EXERCISE
Pull out each line below that contains the string "coat", copying it in full. Treat uppercase and lowercase as different.

DATASET RECORDS
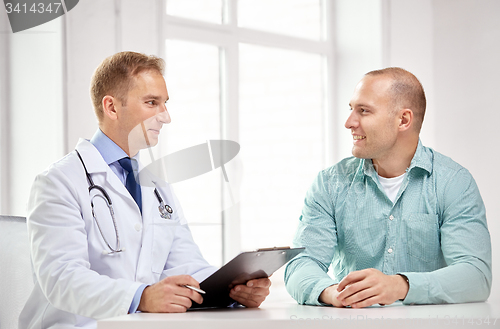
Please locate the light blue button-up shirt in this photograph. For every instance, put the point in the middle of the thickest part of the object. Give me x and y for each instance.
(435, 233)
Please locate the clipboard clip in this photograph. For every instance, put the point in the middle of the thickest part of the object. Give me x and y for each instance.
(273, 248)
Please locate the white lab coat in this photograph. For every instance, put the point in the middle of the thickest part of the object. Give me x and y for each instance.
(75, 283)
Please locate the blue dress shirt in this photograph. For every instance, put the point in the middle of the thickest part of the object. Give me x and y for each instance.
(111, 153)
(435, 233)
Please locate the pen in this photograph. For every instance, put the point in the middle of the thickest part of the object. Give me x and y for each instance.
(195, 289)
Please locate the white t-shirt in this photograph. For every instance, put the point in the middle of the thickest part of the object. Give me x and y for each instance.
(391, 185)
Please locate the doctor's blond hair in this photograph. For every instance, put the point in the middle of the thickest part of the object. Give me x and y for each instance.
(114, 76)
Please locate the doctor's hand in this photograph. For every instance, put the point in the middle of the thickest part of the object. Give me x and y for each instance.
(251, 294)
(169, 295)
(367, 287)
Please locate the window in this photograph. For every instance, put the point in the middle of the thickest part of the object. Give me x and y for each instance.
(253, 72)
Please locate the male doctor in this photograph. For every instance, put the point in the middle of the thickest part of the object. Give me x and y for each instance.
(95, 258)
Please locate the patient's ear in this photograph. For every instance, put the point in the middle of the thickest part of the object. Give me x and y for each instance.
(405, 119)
--
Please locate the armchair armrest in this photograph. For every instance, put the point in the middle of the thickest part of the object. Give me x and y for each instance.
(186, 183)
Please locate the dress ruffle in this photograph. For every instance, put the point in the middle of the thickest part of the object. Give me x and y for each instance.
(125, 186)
* * *
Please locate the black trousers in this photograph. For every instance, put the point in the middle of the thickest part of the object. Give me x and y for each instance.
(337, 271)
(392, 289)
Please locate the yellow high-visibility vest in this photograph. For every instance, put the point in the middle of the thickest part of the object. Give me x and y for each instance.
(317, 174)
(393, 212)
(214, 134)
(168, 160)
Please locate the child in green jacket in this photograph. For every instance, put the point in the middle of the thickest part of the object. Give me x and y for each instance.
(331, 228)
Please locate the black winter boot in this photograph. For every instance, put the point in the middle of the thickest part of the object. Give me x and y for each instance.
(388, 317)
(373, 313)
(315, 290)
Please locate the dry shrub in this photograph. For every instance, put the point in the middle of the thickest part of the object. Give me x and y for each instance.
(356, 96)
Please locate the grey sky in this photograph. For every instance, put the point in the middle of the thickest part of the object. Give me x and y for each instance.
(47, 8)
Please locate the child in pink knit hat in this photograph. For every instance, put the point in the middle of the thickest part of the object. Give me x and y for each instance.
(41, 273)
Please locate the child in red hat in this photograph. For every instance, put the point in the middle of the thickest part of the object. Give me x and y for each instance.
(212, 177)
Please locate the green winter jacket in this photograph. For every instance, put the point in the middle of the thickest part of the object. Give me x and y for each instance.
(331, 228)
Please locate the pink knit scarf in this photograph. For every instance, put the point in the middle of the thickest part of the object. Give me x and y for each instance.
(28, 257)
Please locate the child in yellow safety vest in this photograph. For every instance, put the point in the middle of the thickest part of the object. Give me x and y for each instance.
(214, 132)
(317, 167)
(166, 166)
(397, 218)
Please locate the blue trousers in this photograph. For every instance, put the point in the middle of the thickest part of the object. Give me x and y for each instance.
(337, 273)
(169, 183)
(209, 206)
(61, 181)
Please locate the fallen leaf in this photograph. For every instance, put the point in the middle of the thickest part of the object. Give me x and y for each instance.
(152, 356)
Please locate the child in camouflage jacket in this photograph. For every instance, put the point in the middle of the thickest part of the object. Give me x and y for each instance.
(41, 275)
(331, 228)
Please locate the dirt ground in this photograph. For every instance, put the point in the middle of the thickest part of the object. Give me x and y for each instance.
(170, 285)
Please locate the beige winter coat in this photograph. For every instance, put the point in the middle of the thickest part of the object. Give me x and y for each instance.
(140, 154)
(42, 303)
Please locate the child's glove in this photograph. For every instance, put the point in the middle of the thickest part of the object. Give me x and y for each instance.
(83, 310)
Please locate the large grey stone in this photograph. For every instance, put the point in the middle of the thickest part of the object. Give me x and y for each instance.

TASK OUTPUT
Please locate the white lab coat in this photograph. For every instance, put the point in the middle of the thickest part of the object. Give me x and y for each instance.
Please locate the beige winter coat in this photograph. For every instance, put the point in the middle of the thickest part of the object. Give me x and y for each instance.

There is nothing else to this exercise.